TASK TO COMPLETE: Copy every line of the material below word for word, leaving out the pictures.

--------------------

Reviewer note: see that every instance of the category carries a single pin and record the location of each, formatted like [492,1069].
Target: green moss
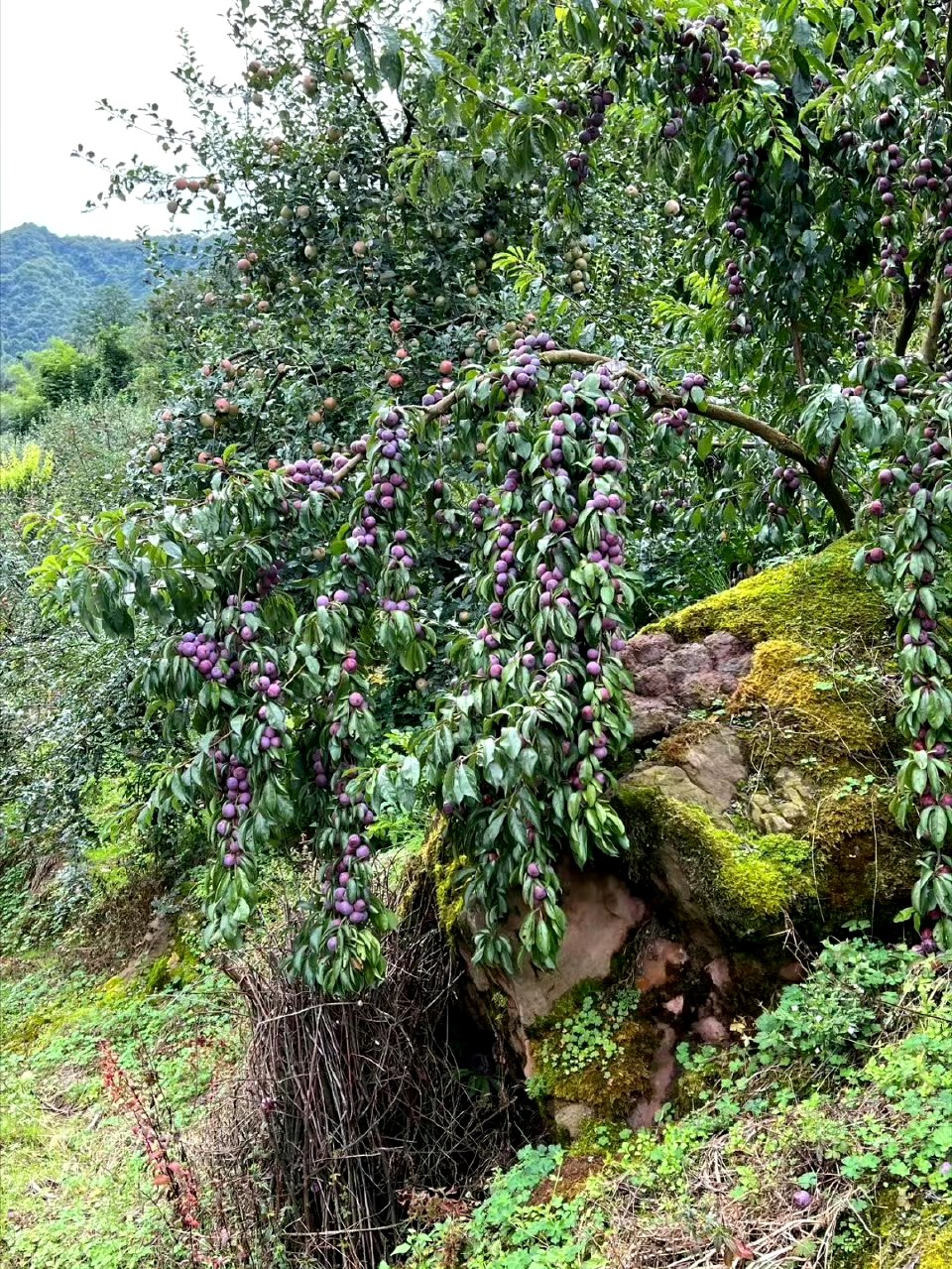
[819,600]
[862,859]
[937,1253]
[742,878]
[433,865]
[591,1049]
[809,708]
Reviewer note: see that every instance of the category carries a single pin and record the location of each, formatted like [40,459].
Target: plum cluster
[527,349]
[786,478]
[742,177]
[309,476]
[482,506]
[269,577]
[598,101]
[400,556]
[736,282]
[577,262]
[675,420]
[345,888]
[504,563]
[235,785]
[862,341]
[388,451]
[695,71]
[265,681]
[210,658]
[692,381]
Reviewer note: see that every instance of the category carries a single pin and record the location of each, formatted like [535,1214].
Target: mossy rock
[819,601]
[435,865]
[742,881]
[814,708]
[862,858]
[616,1078]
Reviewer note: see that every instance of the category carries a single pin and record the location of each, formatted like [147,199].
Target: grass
[73,1192]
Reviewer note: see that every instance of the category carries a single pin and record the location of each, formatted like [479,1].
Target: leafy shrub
[510,1229]
[838,1012]
[24,469]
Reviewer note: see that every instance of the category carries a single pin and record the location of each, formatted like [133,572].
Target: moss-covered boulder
[757,813]
[775,806]
[819,600]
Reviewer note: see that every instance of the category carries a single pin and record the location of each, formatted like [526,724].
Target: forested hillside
[49,282]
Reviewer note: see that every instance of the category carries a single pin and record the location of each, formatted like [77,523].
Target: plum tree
[729,359]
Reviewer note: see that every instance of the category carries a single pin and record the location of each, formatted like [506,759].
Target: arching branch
[820,471]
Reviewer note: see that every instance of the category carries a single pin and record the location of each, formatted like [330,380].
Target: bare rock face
[786,805]
[672,679]
[601,913]
[706,773]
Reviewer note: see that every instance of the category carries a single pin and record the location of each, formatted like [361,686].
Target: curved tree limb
[820,471]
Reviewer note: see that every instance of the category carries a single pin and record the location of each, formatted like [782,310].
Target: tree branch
[911,301]
[797,354]
[936,318]
[820,471]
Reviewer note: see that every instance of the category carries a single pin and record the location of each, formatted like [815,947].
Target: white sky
[58,59]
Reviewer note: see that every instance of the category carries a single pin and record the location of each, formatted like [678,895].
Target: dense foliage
[734,231]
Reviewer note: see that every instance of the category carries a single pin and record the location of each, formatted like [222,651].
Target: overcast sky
[58,59]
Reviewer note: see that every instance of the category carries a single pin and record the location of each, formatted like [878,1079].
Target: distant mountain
[46,283]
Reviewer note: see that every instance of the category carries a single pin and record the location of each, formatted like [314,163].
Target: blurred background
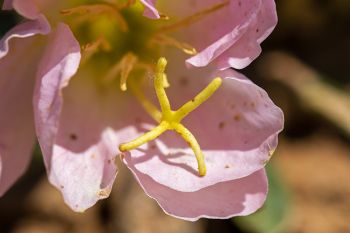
[305,69]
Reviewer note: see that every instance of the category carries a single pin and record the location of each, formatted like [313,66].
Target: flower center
[120,40]
[122,43]
[171,120]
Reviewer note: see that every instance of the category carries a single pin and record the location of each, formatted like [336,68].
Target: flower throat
[123,43]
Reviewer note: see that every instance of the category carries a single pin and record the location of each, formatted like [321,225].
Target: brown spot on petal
[183,81]
[73,136]
[237,117]
[221,125]
[103,193]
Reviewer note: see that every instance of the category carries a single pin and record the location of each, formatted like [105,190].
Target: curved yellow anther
[147,137]
[171,120]
[199,99]
[159,86]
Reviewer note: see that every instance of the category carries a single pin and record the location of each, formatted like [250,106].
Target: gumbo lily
[154,85]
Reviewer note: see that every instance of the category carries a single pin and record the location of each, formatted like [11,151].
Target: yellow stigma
[169,119]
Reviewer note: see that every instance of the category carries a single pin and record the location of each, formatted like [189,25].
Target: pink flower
[80,122]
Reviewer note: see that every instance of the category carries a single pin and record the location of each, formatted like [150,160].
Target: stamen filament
[146,104]
[159,86]
[191,140]
[148,136]
[127,64]
[171,120]
[199,99]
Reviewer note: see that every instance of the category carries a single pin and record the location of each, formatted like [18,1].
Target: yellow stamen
[193,18]
[199,99]
[159,86]
[191,140]
[167,40]
[127,64]
[171,120]
[146,104]
[100,8]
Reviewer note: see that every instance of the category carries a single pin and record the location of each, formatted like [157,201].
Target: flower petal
[7,5]
[81,124]
[23,30]
[238,197]
[82,175]
[18,67]
[237,129]
[228,28]
[150,9]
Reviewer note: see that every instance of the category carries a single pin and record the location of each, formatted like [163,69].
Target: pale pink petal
[23,30]
[227,27]
[26,8]
[17,136]
[238,197]
[79,125]
[237,129]
[150,9]
[79,174]
[248,48]
[7,5]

--------------------

RESULT:
Reviewer note: see that every instance of the category carries a single pin and record the location of each, formatted like [492,1069].
Target: green moss
[819,600]
[862,859]
[937,1253]
[742,878]
[433,865]
[591,1049]
[809,708]
Reviewer note: see that every instance of the category carries a single pin and record the location of each, formatted like [40,459].
Target: plum cluster
[527,349]
[786,478]
[742,177]
[309,476]
[482,506]
[269,577]
[598,101]
[400,556]
[736,282]
[577,262]
[675,420]
[345,888]
[504,563]
[235,785]
[862,341]
[388,451]
[695,71]
[265,681]
[210,658]
[692,381]
Reviewer note: see that every instance of the category carries a single pin and record the location of each, formatted like [535,1214].
Target: mossy rock
[819,601]
[435,865]
[742,881]
[814,708]
[862,858]
[616,1078]
Reviewer note: see that every instance of the category carries a single pin and record the location of each, formatted like [147,199].
Target: grass
[73,1192]
Reviewer note: see that every instance of the category carries a single pin and record the location of each, formatted like [479,1].
Target: leafy shrub
[510,1229]
[838,1012]
[24,469]
Reviewer note: see that every instance of the category carries a single pin and record the location of each, formatted like [133,572].
Target: moss-covered boulder
[757,813]
[775,806]
[819,600]
Reviewer note: see that every instance of the category carries a single pin and record the location of each, formatted like [526,724].
Target: forested hillside
[49,282]
Reviewer note: see that every instance of the category carries a single pin and record the location of each, formatted like [77,523].
Target: plum tree
[729,359]
Reviewer note: see that every instance of the category carries a single pin and record the location of each, formatted like [506,759].
Target: arching branch
[820,471]
Reviewer note: see that every instance of the category carries a single pin and record the location of each, formatted like [330,380].
Target: bare rock face
[786,805]
[672,679]
[601,913]
[706,773]
Reviewer note: see that every instance of the category carries a single pin and record the location of each, formatted like [361,686].
Target: curved tree limb
[820,471]
Reviewer note: see that every instance of the category carries a single pin and record the location of each, formatted like [782,310].
Target: tree branch
[911,301]
[797,354]
[936,318]
[820,471]
Reviewer note: see that every instance of the category carries a single pin and record the location of each, formatted like [815,947].
Target: white sky
[58,59]
Reviewer note: see that every instance of the category carries a single pin and record the location of each, formatted like [678,895].
Target: dense foliage
[734,231]
Reviewer note: see that every instance of the category carries a single pin and record the location of each, formatted like [222,651].
Target: overcast sky
[58,59]
Reviewer note: see that every instance of the category carries a single pin and record the location of each, formatted like [878,1079].
Target: distant mountain
[46,283]
Reviewer note: see that every instance of the category carries a single pin and record the location of each, formatted like [314,163].
Target: blurred background
[305,69]
Reviewer note: see that every instance of the category carries a single pin and record the location of each, formatted like [313,66].
Target: flower center
[120,40]
[122,43]
[171,120]
Reviewer note: see that every instance of the category carries a single pin and record the location of each, formatted like [336,68].
Target: flower throat
[123,43]
Reviewer note: see that every instance of the category carries a single pin and record the location of each, formatted like [321,225].
Target: brown spot on petal
[183,81]
[73,136]
[237,117]
[221,125]
[103,193]
Reviewer note: see that every instance of the category carries a single pin and record the location of each, formatted like [105,190].
Target: curved yellow anther
[147,137]
[171,120]
[199,99]
[159,86]
Reviewer note: see that every instance of the category carries a single pin and record the location of each, formatted like [250,106].
Target: gumbo lily
[154,85]
Reviewer note: see that every instance of the category carries a single pin and record the location of each, formatted like [11,151].
Target: yellow stigma
[169,119]
Reviewer note: see that every instance of the category carries a single pin and record the location of each, formatted like [189,25].
Target: pink flower
[80,122]
Reviewer note: see that every instance of the category carries a single pin and record the location of each, formatted like [150,160].
Target: stamen filament
[146,104]
[159,86]
[191,140]
[148,136]
[127,64]
[171,120]
[199,99]
Reviewer note: see that every instance of the category carries a single pin and record the location of each, formatted like [18,1].
Target: yellow stamen
[193,18]
[199,99]
[159,86]
[191,140]
[167,40]
[127,64]
[171,120]
[146,104]
[100,8]
Reviewer note: see that every instance of the category carries a single pin and record the location of each, formatted like [157,201].
Target: flower petal
[7,5]
[81,124]
[23,30]
[238,197]
[82,175]
[18,67]
[237,129]
[228,28]
[150,9]
Reviewer note: see that every instance of the category carries a single pin and record the location of each, formatted like [163,69].
Target: pale pink petal
[23,30]
[227,27]
[26,8]
[17,136]
[238,197]
[79,125]
[237,129]
[150,9]
[79,174]
[248,48]
[7,5]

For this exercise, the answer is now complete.